* Instructions to follow:
Everything from the line containing "drop a point: the car windshield glass" to the last line of the records must be returned verbatim; nothing else belongs in the output.

* Entries supplied:
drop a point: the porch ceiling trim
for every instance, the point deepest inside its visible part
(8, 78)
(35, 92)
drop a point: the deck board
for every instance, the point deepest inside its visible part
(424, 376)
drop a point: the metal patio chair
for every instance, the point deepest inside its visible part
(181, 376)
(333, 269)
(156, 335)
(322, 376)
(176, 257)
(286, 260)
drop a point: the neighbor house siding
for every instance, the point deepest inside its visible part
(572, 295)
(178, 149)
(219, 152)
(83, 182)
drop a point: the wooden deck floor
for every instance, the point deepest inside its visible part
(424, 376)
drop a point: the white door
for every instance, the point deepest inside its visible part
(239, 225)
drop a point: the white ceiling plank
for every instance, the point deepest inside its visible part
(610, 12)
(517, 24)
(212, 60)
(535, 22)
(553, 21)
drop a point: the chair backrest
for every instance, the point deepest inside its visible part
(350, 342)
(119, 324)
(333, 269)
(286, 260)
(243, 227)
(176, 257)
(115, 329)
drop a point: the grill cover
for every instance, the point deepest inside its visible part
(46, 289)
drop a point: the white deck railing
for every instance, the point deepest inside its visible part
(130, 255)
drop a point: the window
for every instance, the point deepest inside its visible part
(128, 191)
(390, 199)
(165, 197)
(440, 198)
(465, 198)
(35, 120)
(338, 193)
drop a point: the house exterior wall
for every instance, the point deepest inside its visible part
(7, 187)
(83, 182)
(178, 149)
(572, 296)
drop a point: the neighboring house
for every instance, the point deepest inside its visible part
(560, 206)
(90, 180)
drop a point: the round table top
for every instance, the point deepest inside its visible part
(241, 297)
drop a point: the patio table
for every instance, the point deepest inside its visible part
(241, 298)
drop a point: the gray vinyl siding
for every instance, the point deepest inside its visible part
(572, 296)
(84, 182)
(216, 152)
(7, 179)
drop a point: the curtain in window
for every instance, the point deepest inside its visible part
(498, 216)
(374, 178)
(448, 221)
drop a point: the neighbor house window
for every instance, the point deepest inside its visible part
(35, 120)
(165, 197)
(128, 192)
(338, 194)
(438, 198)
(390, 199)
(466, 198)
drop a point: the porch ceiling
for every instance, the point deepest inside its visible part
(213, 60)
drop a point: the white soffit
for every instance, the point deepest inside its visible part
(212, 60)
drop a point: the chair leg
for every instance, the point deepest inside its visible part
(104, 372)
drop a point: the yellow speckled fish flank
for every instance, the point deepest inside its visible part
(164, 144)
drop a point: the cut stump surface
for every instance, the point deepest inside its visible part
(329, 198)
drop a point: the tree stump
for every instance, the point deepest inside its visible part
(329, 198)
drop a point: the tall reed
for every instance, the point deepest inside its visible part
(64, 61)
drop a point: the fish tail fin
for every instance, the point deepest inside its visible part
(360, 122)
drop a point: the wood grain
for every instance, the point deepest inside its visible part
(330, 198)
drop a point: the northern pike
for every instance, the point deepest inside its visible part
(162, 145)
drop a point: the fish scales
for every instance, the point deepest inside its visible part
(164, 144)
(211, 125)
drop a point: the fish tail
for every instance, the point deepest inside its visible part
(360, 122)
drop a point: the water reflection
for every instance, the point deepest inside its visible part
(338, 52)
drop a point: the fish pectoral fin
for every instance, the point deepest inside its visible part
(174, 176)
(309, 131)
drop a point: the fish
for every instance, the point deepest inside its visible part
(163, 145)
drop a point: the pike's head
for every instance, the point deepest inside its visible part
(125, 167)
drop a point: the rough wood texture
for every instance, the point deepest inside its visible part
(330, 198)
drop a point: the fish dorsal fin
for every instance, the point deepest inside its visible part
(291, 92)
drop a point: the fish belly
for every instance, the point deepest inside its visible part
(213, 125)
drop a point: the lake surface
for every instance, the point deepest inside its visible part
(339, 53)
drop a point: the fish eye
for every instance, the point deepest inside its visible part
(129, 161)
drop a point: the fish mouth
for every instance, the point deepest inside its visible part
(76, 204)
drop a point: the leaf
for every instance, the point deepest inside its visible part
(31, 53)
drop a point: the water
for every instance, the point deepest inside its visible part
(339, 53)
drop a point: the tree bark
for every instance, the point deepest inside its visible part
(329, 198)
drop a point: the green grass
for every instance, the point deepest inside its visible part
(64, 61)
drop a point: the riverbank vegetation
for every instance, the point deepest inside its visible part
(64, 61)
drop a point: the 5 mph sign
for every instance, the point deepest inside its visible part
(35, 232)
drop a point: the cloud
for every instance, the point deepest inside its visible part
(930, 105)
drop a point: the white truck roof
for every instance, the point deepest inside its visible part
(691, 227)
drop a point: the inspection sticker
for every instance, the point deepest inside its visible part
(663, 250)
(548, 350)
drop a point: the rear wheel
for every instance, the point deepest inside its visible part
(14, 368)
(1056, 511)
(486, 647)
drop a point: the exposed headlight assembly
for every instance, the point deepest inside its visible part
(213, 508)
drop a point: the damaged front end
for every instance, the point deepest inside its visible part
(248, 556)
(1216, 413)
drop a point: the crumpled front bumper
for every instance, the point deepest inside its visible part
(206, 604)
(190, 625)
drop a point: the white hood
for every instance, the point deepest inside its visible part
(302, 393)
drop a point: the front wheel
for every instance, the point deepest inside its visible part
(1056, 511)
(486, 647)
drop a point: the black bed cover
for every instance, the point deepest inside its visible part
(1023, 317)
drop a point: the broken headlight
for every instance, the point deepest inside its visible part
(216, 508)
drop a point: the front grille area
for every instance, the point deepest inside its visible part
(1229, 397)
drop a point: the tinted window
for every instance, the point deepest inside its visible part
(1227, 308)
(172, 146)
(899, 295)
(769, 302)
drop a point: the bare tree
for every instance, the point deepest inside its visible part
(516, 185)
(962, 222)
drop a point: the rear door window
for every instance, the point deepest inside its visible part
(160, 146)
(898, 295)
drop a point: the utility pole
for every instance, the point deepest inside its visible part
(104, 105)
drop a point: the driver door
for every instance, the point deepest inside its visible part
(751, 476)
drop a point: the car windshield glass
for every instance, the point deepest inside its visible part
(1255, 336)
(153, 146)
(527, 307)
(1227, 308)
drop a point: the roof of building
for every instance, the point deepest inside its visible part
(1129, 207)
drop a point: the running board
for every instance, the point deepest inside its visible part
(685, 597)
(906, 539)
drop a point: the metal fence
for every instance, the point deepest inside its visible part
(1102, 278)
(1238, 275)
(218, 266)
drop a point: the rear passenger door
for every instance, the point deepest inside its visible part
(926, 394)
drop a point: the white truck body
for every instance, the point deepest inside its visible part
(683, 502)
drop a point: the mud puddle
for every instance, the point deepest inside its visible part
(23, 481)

* Response to the task:
drop a point: the car windshield glass
for every instance, the point deepest inside its visible part
(1255, 336)
(153, 146)
(527, 307)
(1227, 308)
drop a point: the roof of building
for every instance, the point deepest inside its visible part
(1129, 207)
drop a point: the running board
for every instance, the point deepest inside its visible part
(685, 597)
(906, 539)
drop a point: the metal fence
for every instance, the point deepest inside its visible part
(1102, 278)
(1238, 275)
(218, 266)
drop a point: the rear passenger door
for every instance, the point deepest inside its visible part
(926, 394)
drop a point: the white truck body
for every instance, the point deepest inside its visible part
(683, 502)
drop a point: the mud puddle
for every instance, the point deepest inside its visible part
(23, 481)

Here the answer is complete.